__What this task involves__
An exact transcription of every record is needed.
......
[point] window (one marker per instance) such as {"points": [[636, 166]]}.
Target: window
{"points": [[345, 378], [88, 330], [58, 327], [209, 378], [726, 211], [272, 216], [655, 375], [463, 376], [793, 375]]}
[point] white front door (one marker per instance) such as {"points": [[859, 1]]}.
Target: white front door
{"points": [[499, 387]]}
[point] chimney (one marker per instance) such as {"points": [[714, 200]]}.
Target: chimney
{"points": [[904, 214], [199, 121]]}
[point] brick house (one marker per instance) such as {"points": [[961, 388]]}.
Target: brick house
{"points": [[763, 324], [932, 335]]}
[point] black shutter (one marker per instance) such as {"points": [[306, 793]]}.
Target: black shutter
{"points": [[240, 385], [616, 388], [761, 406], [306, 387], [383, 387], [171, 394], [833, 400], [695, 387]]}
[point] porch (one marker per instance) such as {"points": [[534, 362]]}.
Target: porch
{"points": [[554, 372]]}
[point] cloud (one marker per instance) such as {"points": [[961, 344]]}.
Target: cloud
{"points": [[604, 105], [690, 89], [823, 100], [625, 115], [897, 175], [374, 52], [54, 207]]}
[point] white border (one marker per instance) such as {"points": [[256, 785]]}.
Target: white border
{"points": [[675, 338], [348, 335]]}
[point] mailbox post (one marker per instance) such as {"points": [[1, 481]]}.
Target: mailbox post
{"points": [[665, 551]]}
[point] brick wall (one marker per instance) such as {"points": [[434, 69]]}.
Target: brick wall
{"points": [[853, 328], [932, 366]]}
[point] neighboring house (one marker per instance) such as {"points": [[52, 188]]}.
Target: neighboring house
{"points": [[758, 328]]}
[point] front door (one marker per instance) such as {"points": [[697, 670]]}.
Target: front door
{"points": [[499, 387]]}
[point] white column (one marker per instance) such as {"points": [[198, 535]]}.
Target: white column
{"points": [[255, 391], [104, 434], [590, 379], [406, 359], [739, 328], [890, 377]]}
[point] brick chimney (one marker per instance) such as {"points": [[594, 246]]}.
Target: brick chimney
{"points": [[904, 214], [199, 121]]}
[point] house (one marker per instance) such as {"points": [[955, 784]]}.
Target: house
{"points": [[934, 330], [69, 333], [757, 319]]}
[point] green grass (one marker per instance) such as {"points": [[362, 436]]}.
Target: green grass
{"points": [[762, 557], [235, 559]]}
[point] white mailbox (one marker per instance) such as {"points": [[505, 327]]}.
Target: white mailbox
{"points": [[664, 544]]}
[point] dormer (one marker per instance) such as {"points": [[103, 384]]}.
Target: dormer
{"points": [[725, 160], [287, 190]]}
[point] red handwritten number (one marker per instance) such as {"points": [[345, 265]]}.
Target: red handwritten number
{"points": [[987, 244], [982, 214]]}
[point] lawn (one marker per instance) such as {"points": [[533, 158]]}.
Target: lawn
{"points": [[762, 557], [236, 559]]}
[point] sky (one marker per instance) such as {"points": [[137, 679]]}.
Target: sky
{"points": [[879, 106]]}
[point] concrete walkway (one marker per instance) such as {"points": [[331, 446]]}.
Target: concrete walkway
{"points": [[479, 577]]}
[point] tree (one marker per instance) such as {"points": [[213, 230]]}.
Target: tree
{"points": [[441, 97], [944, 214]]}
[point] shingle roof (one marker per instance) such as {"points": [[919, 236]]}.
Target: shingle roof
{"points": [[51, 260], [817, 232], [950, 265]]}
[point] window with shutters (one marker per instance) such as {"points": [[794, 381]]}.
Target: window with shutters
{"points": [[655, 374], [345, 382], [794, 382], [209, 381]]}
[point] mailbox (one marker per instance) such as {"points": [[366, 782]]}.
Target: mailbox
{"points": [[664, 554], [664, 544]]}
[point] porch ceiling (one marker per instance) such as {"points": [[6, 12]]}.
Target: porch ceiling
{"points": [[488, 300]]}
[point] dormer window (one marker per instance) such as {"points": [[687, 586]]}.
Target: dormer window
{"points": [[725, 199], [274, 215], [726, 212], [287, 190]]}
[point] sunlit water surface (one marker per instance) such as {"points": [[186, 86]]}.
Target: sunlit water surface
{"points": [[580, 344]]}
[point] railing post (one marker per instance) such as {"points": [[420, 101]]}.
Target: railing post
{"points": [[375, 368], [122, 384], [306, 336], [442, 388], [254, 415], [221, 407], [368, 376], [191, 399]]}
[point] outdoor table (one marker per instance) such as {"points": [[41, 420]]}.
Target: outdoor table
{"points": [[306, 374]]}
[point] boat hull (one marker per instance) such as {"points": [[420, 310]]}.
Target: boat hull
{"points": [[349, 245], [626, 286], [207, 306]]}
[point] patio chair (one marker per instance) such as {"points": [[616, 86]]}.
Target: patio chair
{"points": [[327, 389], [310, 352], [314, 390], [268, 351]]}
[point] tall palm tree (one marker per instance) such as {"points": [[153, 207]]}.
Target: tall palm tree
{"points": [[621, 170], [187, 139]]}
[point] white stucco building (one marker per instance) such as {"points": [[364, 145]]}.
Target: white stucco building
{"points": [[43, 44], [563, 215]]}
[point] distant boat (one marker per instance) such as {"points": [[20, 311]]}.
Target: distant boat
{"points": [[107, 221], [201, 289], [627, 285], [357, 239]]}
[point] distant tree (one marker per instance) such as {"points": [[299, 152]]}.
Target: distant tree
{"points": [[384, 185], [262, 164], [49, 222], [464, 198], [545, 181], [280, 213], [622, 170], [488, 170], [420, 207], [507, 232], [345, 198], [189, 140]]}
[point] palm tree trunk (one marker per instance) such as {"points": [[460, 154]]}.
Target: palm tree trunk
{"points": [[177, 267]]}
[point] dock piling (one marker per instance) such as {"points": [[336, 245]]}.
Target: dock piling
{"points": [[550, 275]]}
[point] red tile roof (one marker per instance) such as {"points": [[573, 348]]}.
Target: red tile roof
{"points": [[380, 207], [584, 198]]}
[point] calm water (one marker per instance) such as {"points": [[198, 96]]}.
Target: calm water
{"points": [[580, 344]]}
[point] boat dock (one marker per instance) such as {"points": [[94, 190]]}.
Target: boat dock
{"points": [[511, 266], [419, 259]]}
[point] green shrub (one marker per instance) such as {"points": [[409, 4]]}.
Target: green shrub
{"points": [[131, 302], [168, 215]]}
......
__Exercise response__
[point] window (one marker per instance) such as {"points": [[636, 166]]}.
Target: window
{"points": [[345, 378], [88, 330], [58, 327], [209, 378], [726, 211], [272, 216], [655, 375], [463, 376], [793, 375]]}
[point] white front door (one marker per instance) such as {"points": [[859, 1]]}.
Target: white front door
{"points": [[499, 387]]}
[point] chimney (one marker per instance) such as {"points": [[714, 200]]}.
Target: chimney
{"points": [[904, 214], [199, 121]]}
[point] brick house (one marker per instance) such as {"points": [[961, 388]]}.
Target: brick house
{"points": [[763, 324], [932, 335]]}
[point] black shutter (one marker per instance) such as {"points": [[306, 793]]}.
Target: black shutter
{"points": [[240, 385], [616, 388], [761, 406], [306, 387], [383, 387], [171, 394], [833, 400], [695, 387]]}
[point] porch (one marker per instance) such as {"points": [[534, 362]]}.
Target: porch
{"points": [[554, 372]]}
[point] cloud (one marker per instance) such as {"points": [[961, 344]]}.
Target: cloud
{"points": [[604, 105], [690, 89], [823, 100], [625, 115], [897, 175], [374, 52], [54, 207]]}
[point] white border (one marker per instance) such as {"points": [[256, 785]]}.
Target: white border
{"points": [[675, 338], [348, 335]]}
[point] mailbox post (one marker per instance) such as {"points": [[1, 481]]}.
Target: mailbox post
{"points": [[665, 551]]}
[point] brick wall (one marker per instance) such as {"points": [[434, 69]]}.
Target: brick wall
{"points": [[853, 328], [932, 366]]}
[point] neighboring house (one marker per instance) such as {"points": [[52, 188]]}.
Target: neighboring house
{"points": [[758, 328]]}
[point] front door (one marker per instance) such as {"points": [[697, 670]]}.
Target: front door
{"points": [[499, 387]]}
[point] white column (one marker per instance) such as {"points": [[198, 535]]}.
Target: white column
{"points": [[255, 391], [104, 434], [590, 379], [406, 359], [739, 328], [890, 377]]}
[point] brick chimney (one marker per instance) such as {"points": [[594, 246]]}.
Target: brick chimney
{"points": [[904, 214], [199, 121]]}
[point] house (one marker per instance) such as {"points": [[955, 784]]}.
Target: house
{"points": [[934, 330], [69, 333], [757, 319]]}
[point] green grass (one marker per instance) such as {"points": [[362, 436]]}.
Target: green grass
{"points": [[762, 557], [235, 559]]}
[point] white mailbox (one marker per instance) such as {"points": [[505, 327]]}.
Target: white mailbox
{"points": [[664, 544]]}
[point] dormer (one marker per instance) such as {"points": [[103, 384]]}.
Target: dormer
{"points": [[725, 160], [287, 190]]}
[point] red handwritten number (one marker per instance) such as {"points": [[345, 265]]}.
Target: red handwritten number
{"points": [[987, 244], [982, 214]]}
[point] lawn (one marker per instance) such as {"points": [[533, 158]]}.
Target: lawn
{"points": [[762, 557], [236, 559]]}
[point] sky (one marker per instance) such as {"points": [[137, 679]]}.
Target: sky
{"points": [[879, 106]]}
[point] concrete walkway (one marker per instance) such as {"points": [[331, 446]]}.
Target: concrete walkway
{"points": [[479, 577]]}
[point] tree (one marker per instance) such as {"points": [[213, 230]]}.
Target: tree
{"points": [[441, 97], [944, 214]]}
[point] shingle roof (one marker per instance) such as {"points": [[919, 236]]}.
Target: shingle roof
{"points": [[51, 260], [817, 232], [950, 265]]}
[point] window with shutters (one marker per instance) such as {"points": [[794, 381]]}.
Target: window with shutters
{"points": [[655, 374], [345, 382], [794, 382], [209, 381]]}
[point] mailbox (one marker per instance) such as {"points": [[366, 782]]}.
Target: mailbox
{"points": [[664, 554], [664, 544]]}
[point] porch ceiling (one marker per instance) such as {"points": [[6, 12]]}.
Target: porch ceiling
{"points": [[488, 300]]}
[point] dormer window (one marker per instance) such as {"points": [[687, 586]]}.
Target: dormer window
{"points": [[725, 199], [274, 215], [726, 212], [287, 190]]}
[point] sunlit water surface (one marker per instance) such as {"points": [[186, 86]]}.
Target: sunlit water surface
{"points": [[580, 344]]}
[point] railing post (one marker per instance) such as {"points": [[420, 101]]}.
Target: railing post
{"points": [[375, 368], [122, 384], [306, 336], [442, 388], [254, 415], [221, 407], [368, 376], [191, 399]]}
[point] outdoor table (one marker per instance) such as {"points": [[41, 420]]}.
Target: outdoor table
{"points": [[306, 374]]}
[point] boat hull (one marker per instance) such as {"points": [[420, 310]]}.
Target: boat hull
{"points": [[349, 245], [626, 286], [207, 306]]}
[point] patio chair (one marker per instance) such as {"points": [[616, 86]]}.
Target: patio chair
{"points": [[327, 389], [310, 352], [314, 390], [268, 351]]}
[point] tall palm tree (one marker per instance) such as {"points": [[153, 207]]}.
Target: tall palm tree
{"points": [[621, 170], [187, 139]]}
[point] white stucco building (one marker per instance) such as {"points": [[364, 145]]}.
Target: white stucco building
{"points": [[43, 44], [563, 215]]}
[point] distant boat (one marker per instance) such as {"points": [[20, 311]]}.
Target: distant boat
{"points": [[107, 221], [201, 289], [627, 285], [357, 239]]}
[point] distant tree (one marker per instance) such as {"points": [[299, 152]]}.
Target: distant tree
{"points": [[384, 185], [262, 164], [49, 222], [464, 198], [545, 181], [280, 213], [622, 170], [488, 170], [420, 207], [507, 232], [345, 198], [189, 140]]}
[point] palm tree trunk (one marker per instance) such as {"points": [[460, 154]]}.
Target: palm tree trunk
{"points": [[177, 267]]}
[point] dock piling (one marker per instance) such as {"points": [[336, 245]]}.
Target: dock piling
{"points": [[550, 275]]}
[point] red tile roof (one marker per instance) such as {"points": [[573, 348]]}.
Target: red tile roof
{"points": [[380, 207], [584, 198]]}
[point] calm water (one marker per instance) such as {"points": [[198, 96]]}.
Target: calm water
{"points": [[580, 344]]}
[point] boat dock (one marker per instance) such as {"points": [[94, 190]]}.
Target: boat dock
{"points": [[511, 266], [419, 259]]}
[point] green shrub (one marker per instance) such as {"points": [[409, 4]]}.
Target: green shrub
{"points": [[131, 302], [168, 215]]}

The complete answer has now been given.